--- Begin ---
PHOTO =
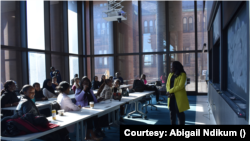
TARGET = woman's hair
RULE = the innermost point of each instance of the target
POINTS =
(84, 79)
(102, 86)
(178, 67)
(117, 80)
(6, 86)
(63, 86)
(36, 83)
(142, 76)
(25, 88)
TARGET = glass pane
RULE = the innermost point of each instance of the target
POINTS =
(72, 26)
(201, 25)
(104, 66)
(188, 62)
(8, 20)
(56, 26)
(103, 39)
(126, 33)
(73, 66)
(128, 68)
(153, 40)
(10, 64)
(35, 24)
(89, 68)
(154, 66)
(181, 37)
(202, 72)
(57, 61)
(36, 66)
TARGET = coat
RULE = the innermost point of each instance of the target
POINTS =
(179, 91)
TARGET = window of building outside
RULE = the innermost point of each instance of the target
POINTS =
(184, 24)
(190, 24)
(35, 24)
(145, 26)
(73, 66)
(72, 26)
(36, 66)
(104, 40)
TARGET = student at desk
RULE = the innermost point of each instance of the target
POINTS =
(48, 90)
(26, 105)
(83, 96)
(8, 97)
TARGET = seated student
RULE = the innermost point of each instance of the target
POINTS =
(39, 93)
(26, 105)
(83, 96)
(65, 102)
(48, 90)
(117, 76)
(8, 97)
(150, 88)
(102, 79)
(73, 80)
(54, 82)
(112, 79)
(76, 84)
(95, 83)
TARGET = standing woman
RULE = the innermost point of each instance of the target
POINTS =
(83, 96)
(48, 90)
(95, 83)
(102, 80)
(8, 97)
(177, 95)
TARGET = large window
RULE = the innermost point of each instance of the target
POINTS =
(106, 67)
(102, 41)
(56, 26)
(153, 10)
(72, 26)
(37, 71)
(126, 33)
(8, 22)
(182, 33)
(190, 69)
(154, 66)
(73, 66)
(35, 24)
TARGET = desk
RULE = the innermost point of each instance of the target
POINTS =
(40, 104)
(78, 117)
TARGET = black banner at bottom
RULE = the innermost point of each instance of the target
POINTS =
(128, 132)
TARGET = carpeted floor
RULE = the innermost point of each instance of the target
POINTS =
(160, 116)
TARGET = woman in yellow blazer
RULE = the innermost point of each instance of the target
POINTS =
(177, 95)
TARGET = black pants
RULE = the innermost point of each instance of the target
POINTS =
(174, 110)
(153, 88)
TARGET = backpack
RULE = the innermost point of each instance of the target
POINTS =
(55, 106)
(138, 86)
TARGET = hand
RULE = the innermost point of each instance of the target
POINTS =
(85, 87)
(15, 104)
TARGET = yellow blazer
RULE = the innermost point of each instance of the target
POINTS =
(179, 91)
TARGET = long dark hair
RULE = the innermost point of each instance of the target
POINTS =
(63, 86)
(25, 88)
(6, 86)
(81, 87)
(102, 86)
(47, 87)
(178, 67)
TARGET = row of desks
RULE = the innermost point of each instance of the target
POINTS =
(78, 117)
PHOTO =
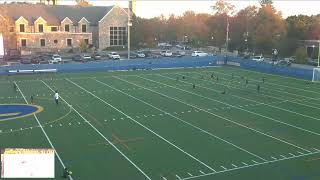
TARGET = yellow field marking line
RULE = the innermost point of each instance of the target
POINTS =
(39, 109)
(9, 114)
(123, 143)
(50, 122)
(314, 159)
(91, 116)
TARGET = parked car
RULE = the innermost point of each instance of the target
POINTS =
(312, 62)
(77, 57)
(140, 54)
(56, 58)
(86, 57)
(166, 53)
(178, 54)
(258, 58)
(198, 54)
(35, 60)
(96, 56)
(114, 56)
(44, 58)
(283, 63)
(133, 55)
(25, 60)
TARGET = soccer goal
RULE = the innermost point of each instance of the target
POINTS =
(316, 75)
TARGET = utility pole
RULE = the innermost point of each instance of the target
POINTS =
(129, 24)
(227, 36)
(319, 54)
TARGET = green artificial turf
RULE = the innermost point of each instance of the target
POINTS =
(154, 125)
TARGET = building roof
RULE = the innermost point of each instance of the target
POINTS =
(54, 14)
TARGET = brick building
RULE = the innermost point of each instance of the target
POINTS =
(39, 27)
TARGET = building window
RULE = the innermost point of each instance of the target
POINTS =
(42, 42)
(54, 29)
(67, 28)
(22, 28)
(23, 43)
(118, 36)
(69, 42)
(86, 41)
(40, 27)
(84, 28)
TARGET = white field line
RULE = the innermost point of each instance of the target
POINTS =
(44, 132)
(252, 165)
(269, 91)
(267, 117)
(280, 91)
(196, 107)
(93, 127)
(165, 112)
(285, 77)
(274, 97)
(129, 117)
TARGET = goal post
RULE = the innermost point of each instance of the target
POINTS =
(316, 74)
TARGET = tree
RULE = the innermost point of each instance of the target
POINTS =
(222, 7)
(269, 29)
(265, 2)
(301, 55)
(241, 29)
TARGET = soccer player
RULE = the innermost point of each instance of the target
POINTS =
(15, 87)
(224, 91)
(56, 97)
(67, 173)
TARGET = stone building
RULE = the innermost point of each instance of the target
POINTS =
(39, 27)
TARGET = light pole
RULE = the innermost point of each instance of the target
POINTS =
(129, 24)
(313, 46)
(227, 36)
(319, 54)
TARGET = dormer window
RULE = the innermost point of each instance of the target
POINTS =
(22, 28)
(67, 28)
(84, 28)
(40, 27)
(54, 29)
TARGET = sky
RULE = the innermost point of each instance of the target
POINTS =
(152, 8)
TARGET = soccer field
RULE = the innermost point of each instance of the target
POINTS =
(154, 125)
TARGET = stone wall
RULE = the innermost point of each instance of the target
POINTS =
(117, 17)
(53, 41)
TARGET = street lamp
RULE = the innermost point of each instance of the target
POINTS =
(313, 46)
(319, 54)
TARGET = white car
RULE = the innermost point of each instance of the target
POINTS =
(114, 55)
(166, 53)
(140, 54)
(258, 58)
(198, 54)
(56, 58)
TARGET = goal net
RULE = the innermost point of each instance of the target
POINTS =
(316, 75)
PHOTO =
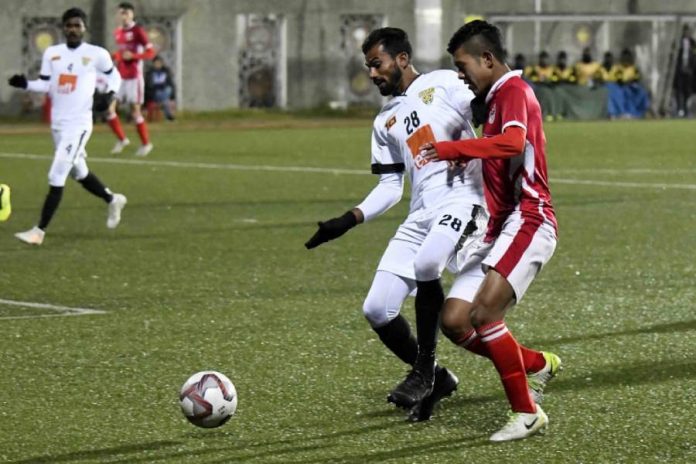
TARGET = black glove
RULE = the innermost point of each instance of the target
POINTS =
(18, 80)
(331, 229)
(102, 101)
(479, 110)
--- End ---
- EXERCISE AIM
Copy every row above character for character, but leave the pictures out.

- IN RESPONSE
PHOTO =
TARGET = woman's hair
RULE = the innermost point of each instance of the target
POINTS =
(84, 79)
(102, 86)
(178, 67)
(117, 80)
(6, 86)
(63, 86)
(36, 83)
(142, 76)
(25, 88)
TARGET = glass pane
RULE = the innermost point of each instance of the target
POINTS =
(72, 26)
(201, 25)
(104, 66)
(188, 62)
(8, 20)
(56, 26)
(103, 39)
(126, 33)
(73, 66)
(128, 68)
(153, 40)
(10, 64)
(35, 24)
(89, 68)
(154, 66)
(181, 37)
(202, 72)
(57, 61)
(36, 66)
TARGET = coat
RULE = the innermost point of each instance of the target
POINTS =
(179, 91)
TARGET = window of building outside
RULE = the innermost point of each instance of the target
POINTS =
(184, 24)
(190, 24)
(35, 24)
(145, 26)
(73, 66)
(72, 26)
(36, 66)
(104, 40)
TARGET = student at desk
RULE = the innermost point of each instance of the target
POINTS =
(48, 90)
(26, 105)
(83, 96)
(8, 97)
TARGET = seated student
RULE = the innermost point of each instance of the target
POINTS =
(39, 93)
(26, 105)
(83, 96)
(65, 102)
(48, 90)
(117, 76)
(8, 97)
(150, 88)
(102, 79)
(73, 80)
(54, 82)
(112, 79)
(76, 84)
(95, 83)
TARGET = standing woman
RULE = the innermost point of each instance of the target
POINTS =
(83, 96)
(48, 90)
(95, 83)
(102, 80)
(8, 97)
(177, 95)
TARGET = large window
RULE = the innermost point of each instance of the target
POINTS =
(106, 67)
(102, 41)
(56, 26)
(153, 10)
(72, 26)
(37, 71)
(126, 33)
(8, 22)
(182, 33)
(190, 69)
(154, 66)
(73, 66)
(35, 24)
TARGET = desk
RULE = the innermost point of each instance of the target
POINTS =
(40, 104)
(78, 117)
TARGET = black banner at bottom
RULE = the innermost point of each instance of the target
POINTS =
(128, 132)
TARGET = carpeted floor
RULE = the innermost point of each instance of the target
POINTS =
(160, 116)
TARGET = woman in yellow blazer
RULE = the innermost point of each instance of the target
POINTS =
(177, 95)
TARGET = black pants
RULE = the innermost point of each instance of the target
POINTS =
(174, 110)
(153, 88)
TARGET = backpack
RULE = the innermost point of each instance of the target
POINTS =
(55, 106)
(138, 86)
TARGET = hand
RULE = the innermost point of each instance of the target
POINTS =
(85, 87)
(15, 104)
TARGET = yellow blazer
RULE = the innermost point of each instance of the target
POINTS =
(179, 91)
TARGET = long dark hair
RULE = the innermost point of each instance of the target
POINTS =
(63, 86)
(25, 88)
(6, 86)
(81, 87)
(102, 86)
(47, 87)
(178, 67)
TARGET = row of desks
RULE = the innermost point of each instance of the target
POINTS =
(78, 117)
PHOTO =
TARGET = yellow field marking line
RULE = the innermost point of each instance of the target
POINTS =
(39, 109)
(9, 114)
(123, 143)
(50, 122)
(314, 159)
(91, 116)
TARGET = parked car
RULE = the innermost point of each instance of the target
POINTS =
(312, 62)
(77, 57)
(140, 54)
(56, 58)
(86, 57)
(166, 53)
(178, 54)
(258, 58)
(198, 54)
(35, 60)
(96, 56)
(114, 56)
(44, 58)
(283, 63)
(133, 55)
(25, 60)
TARGET = soccer goal
RULE = the innermost point of each instance of the target
POINTS =
(316, 75)
TARGET = utility pole
RULE = the innermost point of each instance of the target
POINTS =
(129, 24)
(227, 36)
(319, 54)
TARGET = green artificial turf
RULE = the innermost point of each instance of the target
POINTS =
(154, 125)
TARGET = building roof
RULE = the innermost point of each instance of the target
POINTS =
(54, 14)
TARGET = brick building
RULE = the innermost point of each instance of the target
POINTS =
(39, 27)
TARGET = building window
RULE = the innermost point of each instance of the target
POINTS =
(42, 42)
(54, 29)
(67, 28)
(22, 28)
(23, 43)
(118, 36)
(69, 42)
(86, 41)
(40, 27)
(84, 28)
TARGET = white field line
RULE = the innermost point of each instance of the target
POINTS =
(44, 132)
(252, 165)
(269, 91)
(267, 117)
(280, 91)
(196, 107)
(93, 127)
(165, 112)
(285, 77)
(274, 97)
(129, 117)
TARGET = goal post
RULE = the innermost point of each instance of the target
POINTS =
(316, 74)
TARGET = tree
RULE = the innermost point of each instance of the target
POINTS =
(222, 7)
(269, 29)
(265, 2)
(301, 55)
(241, 29)
TARGET = soccer player
RULE = the innermost point of each instance of the target
POINTS =
(15, 87)
(224, 91)
(56, 97)
(67, 173)
TARGET = stone building
RULE = the innermost point of each instance of the target
POINTS =
(39, 27)
TARGET = light pole
RULE = the innermost point of each instance of the target
POINTS =
(129, 24)
(313, 46)
(227, 36)
(319, 54)
TARGET = dormer window
RULE = the innermost point of each instance of the target
POINTS =
(22, 28)
(67, 28)
(84, 28)
(40, 27)
(54, 29)
TARGET = sky
RULE = the innermost point of each instance of the target
POINTS =
(152, 8)
TARGET = soccer field
RULE = the innermost point of each instance of the target
POINTS =
(154, 125)
TARGET = stone wall
RULE = the innermost point of each instance of the target
POINTS =
(117, 17)
(53, 41)
TARGET = street lamp
RULE = the innermost point of each instance of the target
POINTS =
(313, 46)
(319, 54)
TARGET = white car
RULE = the innermost point of each instance of the target
POINTS =
(114, 55)
(166, 53)
(140, 54)
(258, 58)
(198, 54)
(56, 58)
TARGET = goal net
RULE = the innermost point of each instance of the target
POINTS =
(316, 75)
PHOTO =
TARGET = black glove
RULE = the innermost point of each instance of the target
POINTS =
(18, 80)
(331, 229)
(102, 101)
(479, 110)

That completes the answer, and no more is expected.